[[ Exercise passage, beginning ]]

Naturally, New York City became the most important port in the 18th century and the largest city in the “New World.” As shipping evolved into a hub-and-spoke system, these advantages further cemented the city’s economic importance.


By the early 19th century, an entire, bustling economy launched around New York City. Shipping, followed by manufacturing, were the economic cornerstones of the time. When sugar came into a port, it made sense for its refineries to be located nearby. Cotton and other textile imports birthed the garment district, where those textiles were turned into clothes. When English novels arrived, the first pirate to print them would be rewarded with the market, which meant publishing houses needed to be close to the port, too. New York City’s geography was a competitive advantage.

Incredibly, this boom lasted all the way until the mid-20th century when globalization eventually neutralized the geographical advantages of the port city and labor abroad proved too mighty for the manufacturing economy.

Then, things changed.

In just five years, from 1969 to 1974, New York City lost over 500,000 manufacturing jobs. By 1975 over one million households were dependent on welfare.


Still, this remains a nostalgic time for New Yorkers.

It was a cheaper city where creativity thrived (even Soho was affordable). While just leaving your apartment could be dangerous, it wasn’t uncommon to walk down the street and see artists like Andy Warhol or Jasper Johns on one block, and mobsters like John Gotti on the next. The Ramones, Blondie, and Talking Heads were regulars at CBGB on Bowery, while at the same time some local landlords burned their buildings to collect insurance money.

It was also a time of reinvention. Although much of the labor force moved out of the city, knowledge workers remained and continued to innovate. Seamstresses left; designers stayed and gave rise to New York’s fashion industry.

The business of publishing piracy deteriorated; publishers who stuck around spawned New York’s media industry. Shipping and manufacturing declined; their financiers remained and laid the groundwork for the modern-day financial services industry.

That brings us to today, where the financial services sector endures as the anchor tenant of the city’s economy, representing over 40% of its payroll.

While some might hate this idea, I think it’s true: as the finance industry goes, so goes NYC. With the strong economic backbone provided by the financial services industry, New York can and will continue to remake itself as needed to suit the times.

In the face of COVID-19, that change is all but certain. But not all change is bad—or even what it appears on the surface.

For example, much has been made about people fleeing the city and the suburban home sales boom. Yet there’s a greater truth behind those numbers: One million people have moved from the tri-state area (New York City included) over the last nine years. Why? Costly living expenses and high taxes are among the top reasons. Retail has experienced a similar setback. Rent has become so artificially high that as big-name brands moved in, they pushed the smaller businesses that make New York unique out. According to the New York City Comptroller’s Office, vacant retail space doubled in New York from 2007 to 2017.

As Duane Reades and Starbucks give up a few of their many storefronts and rent drops 10%, it leaves an opening that, with the right financial support, small and local businesses could fill again. There’s no denying that today New York is experiencing growing pains, but I see this as just another fitful period before progress.

Once this moment in history is over, I’m hopeful that the after-effects of COVID-19 could actually clear the way for diverse, creative businesses to flourish.

I’m hopeful that it opens the door for the city’s educated, entrepreneurial population to create new ideas, which will drive forward a new wave of economic growth, art and culture.

I’m hopeful that Zoom cannot reverse millions of years of human evolution that has made us experts on learning from the people next to us in real life.

I’m hopeful people will realize that cities are actually better places to live for our climate.

And, at the end of all of this, when we can all shake hands again, I’m hopeful that we’ll find that not only is New York not dead—it’s thriving.

[[ Exercise passage, end ]]

▶ **Explore the material**
• a. Answer from the passage on New York City's economy:
(i) How many manufacturing jobs did New York City lose from 1969 to 1974?
(ii) What share of the city's payroll does the financial services sector represent?
(iii) According to the New York City Comptroller's Office, what happened to vacant retail space in New York from 2007 to 2017?
• b. Copy the part of the passage on New York City's economy that begins at the words "For example, much" and stops after "2007 to 2017.", substituting "metropolitan region" for "tri-state area".
The material that comes next isn't needed.

[[ Data excerpts, beginning ]]

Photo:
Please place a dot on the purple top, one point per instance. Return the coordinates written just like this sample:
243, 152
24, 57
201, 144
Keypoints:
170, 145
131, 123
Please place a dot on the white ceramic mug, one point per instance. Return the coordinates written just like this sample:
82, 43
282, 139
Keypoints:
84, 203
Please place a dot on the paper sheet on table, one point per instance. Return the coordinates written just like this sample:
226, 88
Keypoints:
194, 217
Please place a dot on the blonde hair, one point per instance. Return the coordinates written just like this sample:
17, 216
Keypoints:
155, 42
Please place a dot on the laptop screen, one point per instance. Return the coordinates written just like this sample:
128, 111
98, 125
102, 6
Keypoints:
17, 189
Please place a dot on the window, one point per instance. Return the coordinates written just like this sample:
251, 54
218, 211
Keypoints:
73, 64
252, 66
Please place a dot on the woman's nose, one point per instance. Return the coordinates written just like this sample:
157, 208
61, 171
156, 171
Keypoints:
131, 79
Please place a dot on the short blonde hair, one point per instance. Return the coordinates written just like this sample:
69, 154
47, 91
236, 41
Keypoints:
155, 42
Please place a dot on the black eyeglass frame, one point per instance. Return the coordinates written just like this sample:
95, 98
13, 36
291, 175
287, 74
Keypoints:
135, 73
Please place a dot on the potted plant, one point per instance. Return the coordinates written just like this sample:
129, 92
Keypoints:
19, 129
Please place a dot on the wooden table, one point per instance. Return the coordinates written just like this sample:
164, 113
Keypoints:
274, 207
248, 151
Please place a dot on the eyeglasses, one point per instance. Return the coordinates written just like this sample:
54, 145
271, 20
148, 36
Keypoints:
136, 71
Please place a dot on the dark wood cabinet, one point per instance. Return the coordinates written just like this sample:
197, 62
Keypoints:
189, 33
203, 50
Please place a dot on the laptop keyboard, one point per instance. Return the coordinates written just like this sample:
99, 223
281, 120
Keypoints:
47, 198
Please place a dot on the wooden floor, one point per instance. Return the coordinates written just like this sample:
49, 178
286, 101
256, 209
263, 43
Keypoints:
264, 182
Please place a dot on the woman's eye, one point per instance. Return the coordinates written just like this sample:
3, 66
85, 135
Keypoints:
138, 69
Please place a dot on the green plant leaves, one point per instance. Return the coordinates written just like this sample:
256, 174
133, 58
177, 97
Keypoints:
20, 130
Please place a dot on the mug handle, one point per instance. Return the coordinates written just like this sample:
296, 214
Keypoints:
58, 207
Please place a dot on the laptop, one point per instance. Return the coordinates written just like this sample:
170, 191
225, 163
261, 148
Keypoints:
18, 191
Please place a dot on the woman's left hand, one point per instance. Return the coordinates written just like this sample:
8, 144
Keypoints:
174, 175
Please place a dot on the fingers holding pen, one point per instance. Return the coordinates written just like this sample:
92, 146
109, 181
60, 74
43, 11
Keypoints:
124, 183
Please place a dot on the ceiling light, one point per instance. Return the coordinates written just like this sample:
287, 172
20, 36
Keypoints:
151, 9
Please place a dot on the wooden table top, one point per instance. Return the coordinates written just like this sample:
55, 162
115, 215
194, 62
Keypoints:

[[ Data excerpts, end ]]

▶ **Answers for this exercise**
• a.
(i) Over 500,000.
(ii) Over 40%.
(iii) It doubled.

• b.
For example, much has been made about people fleeing the city and the suburban home sales boom. Yet there’s a greater truth behind those numbers: One million people have moved from the metropolitan region (New York City included) over the last nine years. Why? Costly living expenses and high taxes are among the top reasons. Retail has experienced a similar setback. Rent has become so artificially high that as big-name brands moved in, they pushed the smaller businesses that make New York unique out. According to the New York City Comptroller’s Office, vacant retail space doubled in New York from 2007 to 2017.